> What is required
Can you write out everything in the listing below from the line containing "query: eyeglasses" down to the line containing "(529, 244), (555, 258)", both of those lines included, with no change to a single character?
══════════════════════════════
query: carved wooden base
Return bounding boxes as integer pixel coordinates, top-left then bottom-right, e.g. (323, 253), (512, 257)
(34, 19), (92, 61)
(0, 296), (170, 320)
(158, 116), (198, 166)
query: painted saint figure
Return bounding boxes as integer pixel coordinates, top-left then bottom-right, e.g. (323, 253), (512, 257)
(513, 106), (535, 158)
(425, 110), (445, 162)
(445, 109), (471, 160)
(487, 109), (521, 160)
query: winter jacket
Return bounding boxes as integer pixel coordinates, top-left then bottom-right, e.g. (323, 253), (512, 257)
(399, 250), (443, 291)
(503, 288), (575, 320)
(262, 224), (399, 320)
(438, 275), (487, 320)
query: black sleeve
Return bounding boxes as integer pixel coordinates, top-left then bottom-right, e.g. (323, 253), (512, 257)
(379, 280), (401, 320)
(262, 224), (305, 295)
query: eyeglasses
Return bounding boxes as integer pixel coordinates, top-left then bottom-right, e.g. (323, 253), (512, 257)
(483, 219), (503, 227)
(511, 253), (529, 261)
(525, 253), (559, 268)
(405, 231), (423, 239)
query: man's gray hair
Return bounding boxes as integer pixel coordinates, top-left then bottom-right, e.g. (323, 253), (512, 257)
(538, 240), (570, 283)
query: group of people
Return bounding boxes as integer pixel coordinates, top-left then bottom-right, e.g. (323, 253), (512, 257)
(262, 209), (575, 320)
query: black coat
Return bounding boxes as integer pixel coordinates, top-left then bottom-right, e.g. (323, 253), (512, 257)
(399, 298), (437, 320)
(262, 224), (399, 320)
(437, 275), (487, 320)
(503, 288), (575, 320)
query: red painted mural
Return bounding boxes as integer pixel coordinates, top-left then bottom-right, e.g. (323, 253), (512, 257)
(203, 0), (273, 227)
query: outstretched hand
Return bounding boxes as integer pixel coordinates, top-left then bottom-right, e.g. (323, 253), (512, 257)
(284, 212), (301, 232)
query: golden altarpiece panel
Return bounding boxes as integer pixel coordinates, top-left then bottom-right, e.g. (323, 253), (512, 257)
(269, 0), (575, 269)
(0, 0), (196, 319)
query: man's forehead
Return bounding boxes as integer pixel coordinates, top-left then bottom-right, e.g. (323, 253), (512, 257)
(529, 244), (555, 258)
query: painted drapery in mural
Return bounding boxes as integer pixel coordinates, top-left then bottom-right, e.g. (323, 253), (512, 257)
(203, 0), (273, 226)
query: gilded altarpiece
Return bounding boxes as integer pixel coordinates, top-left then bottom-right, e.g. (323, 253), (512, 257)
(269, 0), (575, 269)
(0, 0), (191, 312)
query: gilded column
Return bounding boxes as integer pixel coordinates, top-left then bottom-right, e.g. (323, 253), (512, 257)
══════════════════════════════
> Expected output
query: eyeglasses
Return bounding boxes as integer pixel coordinates, top-left then bottom-right, e.g. (323, 253), (512, 257)
(483, 219), (503, 227)
(511, 253), (529, 261)
(525, 253), (559, 268)
(405, 231), (423, 239)
query: man's gray hair
Return bounding boxes as integer pixel coordinates, top-left then bottom-right, e.g. (323, 253), (512, 257)
(538, 240), (570, 283)
query: group of people
Return bounding boxes as integer pixel coordinates, top-left then bottom-right, e.g. (323, 253), (512, 257)
(262, 209), (575, 320)
query: black coat
Return bounding boxes as integer pixel coordinates, top-left then bottom-right, e.g. (323, 253), (512, 257)
(399, 298), (437, 320)
(262, 224), (399, 320)
(437, 275), (487, 320)
(503, 288), (575, 320)
query: red painted mural
Return bounding boxes as integer pixel coordinates, top-left then bottom-right, e.g. (323, 253), (512, 257)
(203, 0), (273, 227)
query: outstretched hand
Return bounding boxes as integer pixel coordinates, top-left then bottom-right, e.g. (323, 253), (512, 257)
(284, 212), (301, 232)
query: golden altarpiece panel
Return bounding boxes as integer pixel coordinates, top-left then bottom-right, e.g. (323, 253), (512, 257)
(269, 0), (575, 269)
(0, 0), (196, 319)
query: man's forehead
Return bounding boxes as integer pixel coordinates, top-left then bottom-right, e.g. (323, 253), (512, 257)
(529, 244), (555, 258)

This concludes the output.